> Goal of the exercise
Could you show each line of the records that contains the word "above"?

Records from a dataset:

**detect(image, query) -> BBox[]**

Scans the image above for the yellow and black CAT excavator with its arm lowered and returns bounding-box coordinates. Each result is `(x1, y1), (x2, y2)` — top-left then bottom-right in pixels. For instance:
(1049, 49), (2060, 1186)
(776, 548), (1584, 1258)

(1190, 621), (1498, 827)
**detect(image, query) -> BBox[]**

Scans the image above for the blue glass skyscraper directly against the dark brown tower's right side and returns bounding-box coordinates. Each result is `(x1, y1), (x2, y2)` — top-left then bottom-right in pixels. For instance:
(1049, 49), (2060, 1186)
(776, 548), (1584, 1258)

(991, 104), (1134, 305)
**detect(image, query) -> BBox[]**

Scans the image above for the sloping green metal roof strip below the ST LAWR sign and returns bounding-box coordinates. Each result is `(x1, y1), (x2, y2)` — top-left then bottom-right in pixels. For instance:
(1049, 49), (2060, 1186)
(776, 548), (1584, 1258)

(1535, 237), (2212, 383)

> Expected answer
Scans the image above for the yellow and black CAT excavator with its arm lowered and returns bounding-box coordinates. Each result is `(x1, y1), (x2, y2)` — top-left then bottom-right in pixels. For instance:
Scans the image above for the blue glass skyscraper directly against the dark brown tower's right side and returns bounding-box coordinates. Each result is `(x1, y1), (x2, y2)` — top-left then bottom-right in pixels. For instance:
Scans the image above for the sloping green metal roof strip below the ST LAWR sign and returns bounding-box coordinates. Each result is `(x1, y1), (x2, y2)` — top-left then bottom-right in pixels. For instance:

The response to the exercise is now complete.